Could you transcribe exactly the lines from the one containing "In the photograph above, where can the blue sky" through the last line of the records below, leaving out the pictures?

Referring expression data
------------------------------------------------------------
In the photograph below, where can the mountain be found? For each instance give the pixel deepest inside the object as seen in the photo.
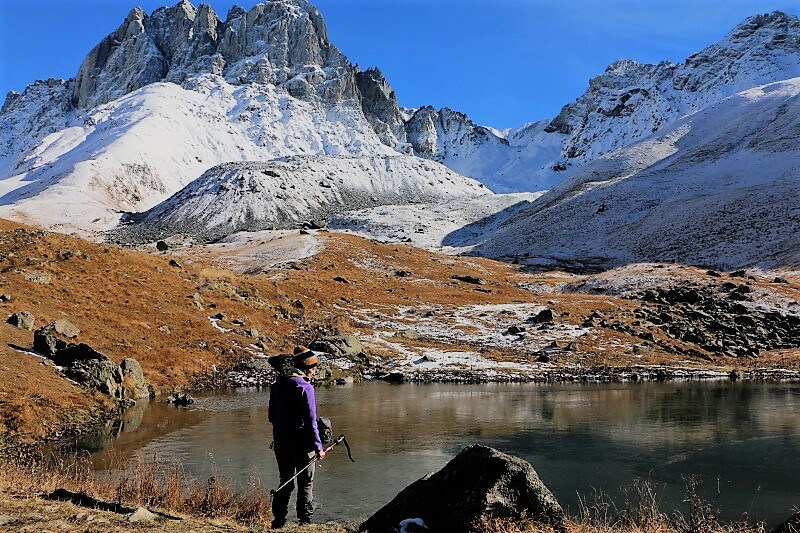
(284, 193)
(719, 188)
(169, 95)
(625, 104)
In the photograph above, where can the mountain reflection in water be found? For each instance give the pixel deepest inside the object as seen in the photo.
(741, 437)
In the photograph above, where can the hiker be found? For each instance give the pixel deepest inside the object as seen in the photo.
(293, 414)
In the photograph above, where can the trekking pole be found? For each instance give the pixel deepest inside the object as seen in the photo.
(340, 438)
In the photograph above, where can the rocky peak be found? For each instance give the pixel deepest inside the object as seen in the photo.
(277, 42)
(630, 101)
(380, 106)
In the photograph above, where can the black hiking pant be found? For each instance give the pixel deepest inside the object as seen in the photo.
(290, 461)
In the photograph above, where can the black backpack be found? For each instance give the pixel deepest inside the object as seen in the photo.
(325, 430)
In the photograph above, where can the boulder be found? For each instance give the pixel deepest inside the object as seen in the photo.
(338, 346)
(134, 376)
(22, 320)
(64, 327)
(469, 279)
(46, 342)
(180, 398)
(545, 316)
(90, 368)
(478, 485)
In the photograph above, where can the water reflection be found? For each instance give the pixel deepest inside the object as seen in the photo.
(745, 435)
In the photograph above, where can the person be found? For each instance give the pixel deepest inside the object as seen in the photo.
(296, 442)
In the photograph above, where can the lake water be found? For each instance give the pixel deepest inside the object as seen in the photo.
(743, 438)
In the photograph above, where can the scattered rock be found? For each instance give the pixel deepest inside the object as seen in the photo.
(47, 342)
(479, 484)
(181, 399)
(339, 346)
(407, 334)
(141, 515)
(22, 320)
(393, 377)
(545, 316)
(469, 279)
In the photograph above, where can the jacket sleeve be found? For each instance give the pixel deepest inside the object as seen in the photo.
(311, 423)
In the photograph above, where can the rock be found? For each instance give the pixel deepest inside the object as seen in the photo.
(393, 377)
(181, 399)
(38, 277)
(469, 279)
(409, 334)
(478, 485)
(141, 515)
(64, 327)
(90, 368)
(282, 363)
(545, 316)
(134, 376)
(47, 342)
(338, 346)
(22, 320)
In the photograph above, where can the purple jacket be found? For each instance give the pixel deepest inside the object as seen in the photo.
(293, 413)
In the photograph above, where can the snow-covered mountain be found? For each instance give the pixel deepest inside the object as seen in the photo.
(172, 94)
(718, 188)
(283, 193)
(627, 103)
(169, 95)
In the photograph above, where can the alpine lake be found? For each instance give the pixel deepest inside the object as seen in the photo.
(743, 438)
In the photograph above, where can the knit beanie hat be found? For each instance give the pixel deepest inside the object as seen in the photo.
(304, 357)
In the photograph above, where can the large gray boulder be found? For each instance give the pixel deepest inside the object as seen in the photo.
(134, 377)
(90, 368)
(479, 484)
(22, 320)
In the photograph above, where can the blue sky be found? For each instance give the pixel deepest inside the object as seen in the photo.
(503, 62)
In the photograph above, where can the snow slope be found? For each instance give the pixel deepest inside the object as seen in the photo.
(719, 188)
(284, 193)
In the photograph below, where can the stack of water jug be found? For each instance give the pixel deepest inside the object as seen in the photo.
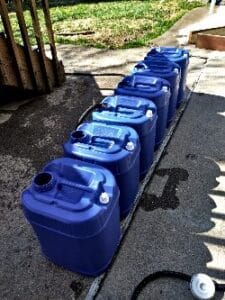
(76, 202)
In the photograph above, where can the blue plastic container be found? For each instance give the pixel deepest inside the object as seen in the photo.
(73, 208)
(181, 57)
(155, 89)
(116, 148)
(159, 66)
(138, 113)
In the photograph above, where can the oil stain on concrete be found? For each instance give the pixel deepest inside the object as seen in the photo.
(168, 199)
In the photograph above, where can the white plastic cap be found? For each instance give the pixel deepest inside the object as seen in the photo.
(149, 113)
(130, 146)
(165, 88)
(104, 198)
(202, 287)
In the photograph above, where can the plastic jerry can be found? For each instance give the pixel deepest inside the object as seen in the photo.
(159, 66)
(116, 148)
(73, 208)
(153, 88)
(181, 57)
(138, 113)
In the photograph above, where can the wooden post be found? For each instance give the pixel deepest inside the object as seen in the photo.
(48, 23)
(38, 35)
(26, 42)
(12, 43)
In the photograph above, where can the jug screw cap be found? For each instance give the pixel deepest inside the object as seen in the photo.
------------------------------------------------------------
* _Task output_
In the photograph above, where can the blue sky be found? For each instance give the pixel deepest inside the object as seen in the photo.
(503, 62)
In the photograph above, where can the snow slope be found? For each instance give the pixel deepest inside the object as seen in the photo.
(719, 188)
(284, 193)
In the photograph below, where can the stack of water jug be found? For each instance give the pixel deepest inside the object as seen in the photo.
(76, 202)
In the photograph above, where can the blue plastic container be found? For each instance give the pixel deepest inside the object as seen in the photo.
(73, 208)
(181, 57)
(155, 89)
(116, 148)
(159, 66)
(138, 113)
In the photograph above, where can the oil stain on concrete be found? For each instance give the pixel deepest inside the object as seen in the photo.
(168, 199)
In the photograph above, where can the white plastic cap be found? For each instance give the pixel deepest inside the object as seen in the photo.
(149, 113)
(130, 146)
(165, 88)
(104, 198)
(202, 287)
In the photograph above, where can the plastic jerry can be found? For each instance give the pixel deepest inside the object as seen in the photo.
(159, 66)
(116, 148)
(73, 208)
(153, 88)
(181, 57)
(138, 113)
In the photograph above, where can the wooden post be found? For each instance give the pixel deepest inside the object as seen in the photo.
(48, 23)
(38, 35)
(26, 42)
(12, 43)
In the photograph above, where can the jug screw cap be found? For each instance give the pixel deepest inside the object as seen in the photo.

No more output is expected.